**Work instructions:**
Each record beneath this sentence is to be transcribed exactly as it reads.

Saved entries:
┄┄┄┄┄┄

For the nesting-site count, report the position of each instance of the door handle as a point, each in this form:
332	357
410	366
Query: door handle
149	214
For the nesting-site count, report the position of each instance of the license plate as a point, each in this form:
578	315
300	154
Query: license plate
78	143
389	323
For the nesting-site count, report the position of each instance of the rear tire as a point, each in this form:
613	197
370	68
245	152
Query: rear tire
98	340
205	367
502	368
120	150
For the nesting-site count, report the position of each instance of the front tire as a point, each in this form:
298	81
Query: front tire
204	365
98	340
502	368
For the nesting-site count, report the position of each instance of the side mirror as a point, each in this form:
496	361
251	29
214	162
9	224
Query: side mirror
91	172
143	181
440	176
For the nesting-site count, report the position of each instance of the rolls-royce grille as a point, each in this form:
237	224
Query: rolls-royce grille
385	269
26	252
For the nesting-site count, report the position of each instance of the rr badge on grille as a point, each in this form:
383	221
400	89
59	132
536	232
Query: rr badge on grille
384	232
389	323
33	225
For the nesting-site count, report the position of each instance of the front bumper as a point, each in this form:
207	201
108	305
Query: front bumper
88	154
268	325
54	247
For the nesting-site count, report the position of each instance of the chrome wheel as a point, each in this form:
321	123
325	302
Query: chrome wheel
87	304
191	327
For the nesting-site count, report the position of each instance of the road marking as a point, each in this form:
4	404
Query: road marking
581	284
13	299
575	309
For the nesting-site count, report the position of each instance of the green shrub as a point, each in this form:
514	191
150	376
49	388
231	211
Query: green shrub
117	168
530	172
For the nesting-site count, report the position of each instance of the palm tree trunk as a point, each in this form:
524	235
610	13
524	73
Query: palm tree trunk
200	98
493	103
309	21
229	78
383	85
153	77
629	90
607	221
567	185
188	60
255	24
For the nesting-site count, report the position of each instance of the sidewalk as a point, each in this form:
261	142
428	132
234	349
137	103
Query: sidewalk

┄┄┄┄┄┄

**Output for this exercise:**
For the nesting-site count, report the position of each instance of the door handle as a point, each in this form:
332	357
410	366
Query: door handle
149	214
For the nesting-site count, report the position of each instance of the license plate as a point, each in this form:
578	315
300	154
Query: license plate
78	143
389	323
For the nesting-site count, report the position of each instance of the rear tire as a point, each in this form:
613	197
370	68
245	152
Query: rear tire
98	340
205	367
502	368
120	150
For the nesting-site count, report the position of each instance of the front tire as a point, each in this form:
298	81
Query: front tire
204	365
98	340
502	368
For the nesting-site count, report the position of each instance of the side mirror as a point, each in this form:
496	361
251	29
214	162
9	224
Query: side mirror
91	172
143	181
440	176
For the nesting-site count, report the position of each instance of the rolls-royce grille as a point, each in this form:
237	224
Query: rolls-royce grille
385	269
26	252
For the nesting-site count, report the position of each instance of the rr badge on grille as a point, each in this form:
383	221
400	89
59	132
536	232
Query: rr badge on grille
384	232
389	323
33	225
For the nesting-site count, report the position of each instance of the front bumper as a point, each in this form:
207	201
108	305
Query: front bumper
88	154
268	325
54	247
For the nesting-site count, report the position of each instance of the chrome wheel as a point, each in this form:
321	123
325	302
Query: chrome wheel
87	304
191	327
For the nesting-site count, report the position of each instance of the road marking as a point, each in this form:
4	404
Query: road marking
581	284
13	299
575	309
For the nesting-site count, report the position of each instance of the green shrub as a point, each in this form:
514	191
150	376
49	388
231	211
Query: green shrub
117	168
530	172
For the nesting-site count, report the position of each instance of the palm tree trunk as a point, each in this form:
524	235
610	13
524	73
Query: palm tree trunk
200	98
493	103
309	21
229	78
383	85
153	77
629	90
607	221
567	185
188	60
255	24
For the nesting-site count, report the position of each instance of the sidewalk as a point, each in this form:
261	142
428	132
234	349
137	103
Query: sidewalk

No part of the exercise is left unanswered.